Revise the material below, replacing each occurrence of "stone pathway" with "garden path" and leaving all other text unchanged.
— begin —
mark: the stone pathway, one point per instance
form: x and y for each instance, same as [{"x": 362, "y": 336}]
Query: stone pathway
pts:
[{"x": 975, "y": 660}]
— end —
### [Finished exercise]
mark: the garden path, one point per instance
form: x and y for each instance, same as [{"x": 362, "y": 336}]
Query: garden path
pts:
[{"x": 975, "y": 660}]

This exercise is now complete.